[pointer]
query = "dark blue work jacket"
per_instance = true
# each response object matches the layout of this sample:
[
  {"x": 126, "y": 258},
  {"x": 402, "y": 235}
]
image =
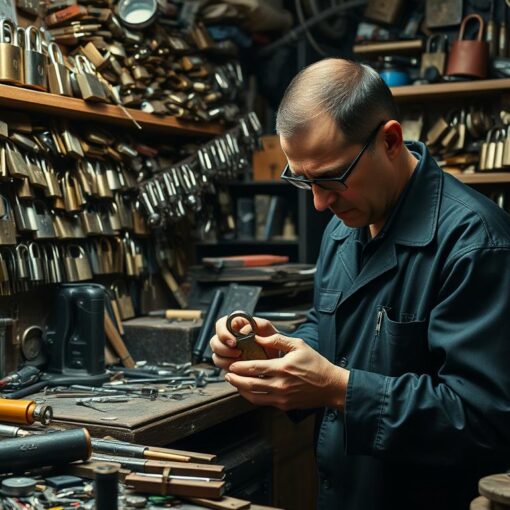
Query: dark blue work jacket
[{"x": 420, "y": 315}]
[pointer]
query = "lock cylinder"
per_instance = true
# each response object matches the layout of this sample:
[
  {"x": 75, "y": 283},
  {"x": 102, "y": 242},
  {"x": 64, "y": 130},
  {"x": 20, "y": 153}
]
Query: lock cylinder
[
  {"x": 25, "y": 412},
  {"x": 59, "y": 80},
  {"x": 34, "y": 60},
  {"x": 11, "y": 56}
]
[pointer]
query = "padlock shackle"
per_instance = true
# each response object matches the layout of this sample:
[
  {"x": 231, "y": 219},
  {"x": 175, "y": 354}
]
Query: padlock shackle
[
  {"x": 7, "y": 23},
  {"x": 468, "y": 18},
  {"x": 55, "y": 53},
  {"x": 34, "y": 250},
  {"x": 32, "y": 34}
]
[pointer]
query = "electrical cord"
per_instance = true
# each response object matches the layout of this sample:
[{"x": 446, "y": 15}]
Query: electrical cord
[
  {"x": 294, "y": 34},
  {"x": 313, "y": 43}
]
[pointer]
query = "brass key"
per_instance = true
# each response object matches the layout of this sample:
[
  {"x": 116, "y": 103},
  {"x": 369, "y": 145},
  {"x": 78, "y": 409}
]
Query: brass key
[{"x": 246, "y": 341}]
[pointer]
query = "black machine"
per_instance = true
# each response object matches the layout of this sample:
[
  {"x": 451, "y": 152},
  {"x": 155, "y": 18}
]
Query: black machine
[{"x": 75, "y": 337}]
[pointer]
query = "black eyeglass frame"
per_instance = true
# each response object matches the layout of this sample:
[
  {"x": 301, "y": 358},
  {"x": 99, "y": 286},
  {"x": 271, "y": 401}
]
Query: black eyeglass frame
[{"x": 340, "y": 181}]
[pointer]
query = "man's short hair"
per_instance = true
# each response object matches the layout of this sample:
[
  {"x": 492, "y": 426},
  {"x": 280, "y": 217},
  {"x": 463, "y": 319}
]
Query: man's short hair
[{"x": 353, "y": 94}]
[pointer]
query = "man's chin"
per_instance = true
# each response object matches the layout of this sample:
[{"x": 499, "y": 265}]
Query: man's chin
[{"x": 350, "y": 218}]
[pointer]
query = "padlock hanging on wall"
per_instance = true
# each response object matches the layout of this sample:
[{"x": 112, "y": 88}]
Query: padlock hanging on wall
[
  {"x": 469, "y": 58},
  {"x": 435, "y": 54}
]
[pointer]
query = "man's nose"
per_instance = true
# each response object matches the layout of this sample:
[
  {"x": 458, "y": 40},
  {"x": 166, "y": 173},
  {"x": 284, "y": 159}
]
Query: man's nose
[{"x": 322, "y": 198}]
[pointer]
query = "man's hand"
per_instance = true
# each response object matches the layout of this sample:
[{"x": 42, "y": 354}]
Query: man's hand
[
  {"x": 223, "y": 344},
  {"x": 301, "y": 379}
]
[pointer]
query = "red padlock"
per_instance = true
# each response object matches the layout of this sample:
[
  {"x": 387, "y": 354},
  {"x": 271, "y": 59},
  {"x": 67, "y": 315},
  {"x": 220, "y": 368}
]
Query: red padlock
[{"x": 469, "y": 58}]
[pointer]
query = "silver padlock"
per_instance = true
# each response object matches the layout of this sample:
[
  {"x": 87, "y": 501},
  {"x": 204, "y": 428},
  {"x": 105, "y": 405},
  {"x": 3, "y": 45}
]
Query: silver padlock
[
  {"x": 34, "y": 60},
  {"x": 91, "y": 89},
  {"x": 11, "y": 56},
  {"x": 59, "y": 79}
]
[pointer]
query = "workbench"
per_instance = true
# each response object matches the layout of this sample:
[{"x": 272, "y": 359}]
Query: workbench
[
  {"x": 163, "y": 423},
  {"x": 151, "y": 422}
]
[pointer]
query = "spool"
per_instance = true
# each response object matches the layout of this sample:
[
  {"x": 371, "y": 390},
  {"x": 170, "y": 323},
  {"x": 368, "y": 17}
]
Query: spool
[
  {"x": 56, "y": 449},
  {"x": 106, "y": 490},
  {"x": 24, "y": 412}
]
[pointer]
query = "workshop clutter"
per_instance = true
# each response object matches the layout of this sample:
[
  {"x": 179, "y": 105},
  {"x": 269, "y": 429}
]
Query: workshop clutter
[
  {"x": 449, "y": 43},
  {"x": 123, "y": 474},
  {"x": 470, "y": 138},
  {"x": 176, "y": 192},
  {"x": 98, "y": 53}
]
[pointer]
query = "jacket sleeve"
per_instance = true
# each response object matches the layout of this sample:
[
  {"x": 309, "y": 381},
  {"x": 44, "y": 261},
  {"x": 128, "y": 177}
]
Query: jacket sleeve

STATED EXERCISE -
From the entries above, copy out every line that contains the word "silver". Case counts, so copy only lines where the letters match in case.

ANSWER -
query = "silver padlock"
Query: silver padlock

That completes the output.